● ПОСТАНОВКА ЗАДАЧИ
Продублируйте целиком, без единого изменения, фрагмент о строительстве небоскреба для Музея Николая Рериха.

--- ФРАГМЕНТ ТЕКСТА ---

По настоянию Хорша в первоначальный проект постройки были внесены изменения, которые вызвали значительные увеличения банковской задолженности и выплаты процентов по ней. Предстоящие дополнительные расходы Хорш намеревался компенсировать предоставлением некоторых помещений строящегося небоскреба коммерческим предприятиям, что отнюдь не входило в планы учредителей Музея Николая Рериха.

Святослав Николаевич не вмешивался в финансовые дела, порученные Хоршу. Следует сказать, что, хотя финансирование Центрально-Азиатской экспедиции и осуществлялось в основном через американские учреждения, тем не менее Николай Константинович Рерих и члены его семьи сохраняли за собой полную свободу действий и не ставили себя в исключительную финансовую зависимость от каких бы то ни было лиц или организаций. Само строительство небоскреба в центре Нью-Йорка воспринималось Рерихами и их ближайшими сотрудниками как реальный шаг к осуществлению идеи «объединения всех искусств под одной крышей», под каковым лозунгом и велось все дело. В дальнейшем Музей предполагалось передать в дар американскому народу, что и было отражено в специальных документах, составленных членами-учредителями. Первоначально Музей должен был функционировать на правах паевого общества. Н. К. Рерих и Е. И. Рерих, как директора-учредители, обладали долей паев, которые давали им возможность участвовать во всех делах Музея, однако, проживая за пределами США, они практически не могли такими правами пользоваться и поэтому официально передоверяли их директору-казначею Л. Хоршу.

--- ДАННЫЕ ---

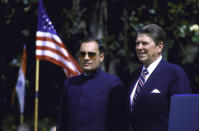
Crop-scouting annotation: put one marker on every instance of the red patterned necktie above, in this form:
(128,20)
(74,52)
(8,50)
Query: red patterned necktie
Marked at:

---

● ОТВЕТ К ЗАДАНИЮ
По настоянию Хорша в первоначальный проект постройки были внесены изменения, которые вызвали значительные увеличения банковской задолженности и выплаты процентов по ней. Предстоящие дополнительные расходы Хорш намеревался компенсировать предоставлением некоторых помещений строящегося небоскреба коммерческим предприятиям, что отнюдь не входило в планы учредителей Музея Николая Рериха.

Святослав Николаевич не вмешивался в финансовые дела, порученные Хоршу. Следует сказать, что, хотя финансирование Центрально-Азиатской экспедиции и осуществлялось в основном через американские учреждения, тем не менее Николай Константинович Рерих и члены его семьи сохраняли за собой полную свободу действий и не ставили себя в исключительную финансовую зависимость от каких бы то ни было лиц или организаций. Само строительство небоскреба в центре Нью-Йорка воспринималось Рерихами и их ближайшими сотрудниками как реальный шаг к осуществлению идеи «объединения всех искусств под одной крышей», под каковым лозунгом и велось все дело. В дальнейшем Музей предполагалось передать в дар американскому народу, что и было отражено в специальных документах, составленных членами-учредителями. Первоначально Музей должен был функционировать на правах паевого общества. Н. К. Рерих и Е. И. Рерих, как директора-учредители, обладали долей паев, которые давали им возможность участвовать во всех делах Музея, однако, проживая за пределами США, они практически не могли такими правами пользоваться и поэтому официально передоверяли их директору-казначею Л. Хоршу.